#### EXERCISE INPUT

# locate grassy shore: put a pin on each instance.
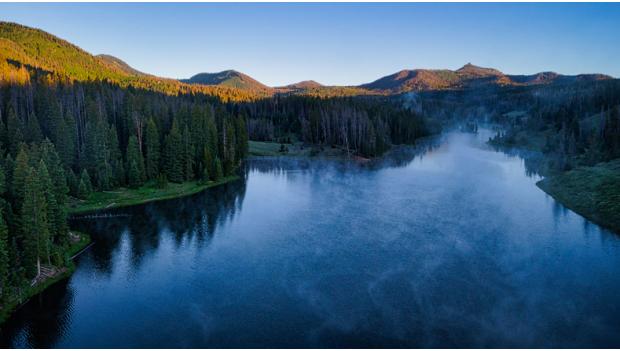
(148, 193)
(81, 241)
(593, 192)
(295, 149)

#### INSTRUCTIONS FOR THE TASK
Pick out every line in the records that contains the word "grassy" and copy each one unchanged.

#### IN RESPONSE
# locate grassy shore: put a pin on each instance.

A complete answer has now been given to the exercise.